Rewrite the part of the Marc Bouwer biography starting at "Marc Bouwer (born" and ending at "Designers of America.", with "costume designer" changed to "stylist".

▶ **SUPPLIED TEXT**

┄┄┄┄┄┄┄┄┄┄

- Bouwer following his Fall 2008 fashion show in New York City
- Born: July 5, 1959 (age 67) Johannesburg, South Africa
- Other name: Marc Bouwer
- Occupation: fashion designer

= Marc Bouwer =

South African fashion designer

Marc Bouwer (born July 5, 1959) is a South African-born fashion designer and costume designer based in New York City. He is known for his eveningwear and for designing for entertainers including Whitney Houston, Shania Twain and Toni Braxton. He is a member of the Council of Fashion Designers of America.

==Early life==
Bouwer was born in Johannesburg, South Africa. He developed an interest in fashion at a young age and began making dresses as a teenager. He later attended the Art, Ballet and Music School and studied fashion design under Archie Leggat. In 1978, while studying fashion, he won the South African Vogue Young Designers Award.

==Career==
Bouwer moved to New York City in 1980 to pursue a career in fashion. He worked as a draper for Halston before designing sweaters for Clovis Ruffin..
After working for Halston and Clovis Ruffin, Bouwer began developing eveningwear under his own name. By 1983, Women's Wear Daily reported that his namesake line had grown into a $2 million business within two years, with clients including Victoria Principal, Lesley Ann Warren and Dinah Shore. His designs were sold through major American retailers, including Saks Fifth Avenue, and his work was noted for its fluid draping and use of fabrics including cashmere and matte jersey.
In 1984, Bouwer was commissioned to design clothing for Morgan Fairchild for the television series Paper Dolls. Among his early clients was Raquel Welch, whose preference for more form-fitting clothing influenced Bouwer's development toward the body-conscious designs that became associated with his work.By the late 1980s, his work had become associated with body-conscious silhouettes and stretch fabrics; a 1987 Los Angeles Times profile described his approach as "nouvelle couture" and reported that his line was carried by Neiman Marcus and Giorgio. In 1988, The New York Times singled out a black sequined Bouwer dress as "the evening's sensation" at a New York Academy of Art benefit.

┄┄┄┄┄┄┄┄┄┄

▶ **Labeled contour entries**
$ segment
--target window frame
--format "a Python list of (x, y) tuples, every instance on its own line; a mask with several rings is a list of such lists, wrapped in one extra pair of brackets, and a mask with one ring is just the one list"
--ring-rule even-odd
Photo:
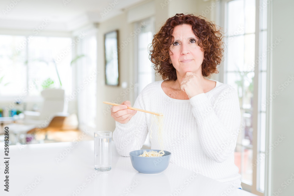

┄┄┄┄┄┄┄┄┄┄

▶ **SOLUTION**
Marc Bouwer (born July 5, 1959) is a South African-born fashion designer and stylist based in New York City. He is known for his eveningwear and for designing for entertainers including Whitney Houston, Shania Twain and Toni Braxton. He is a member of the Council of Fashion Designers of America.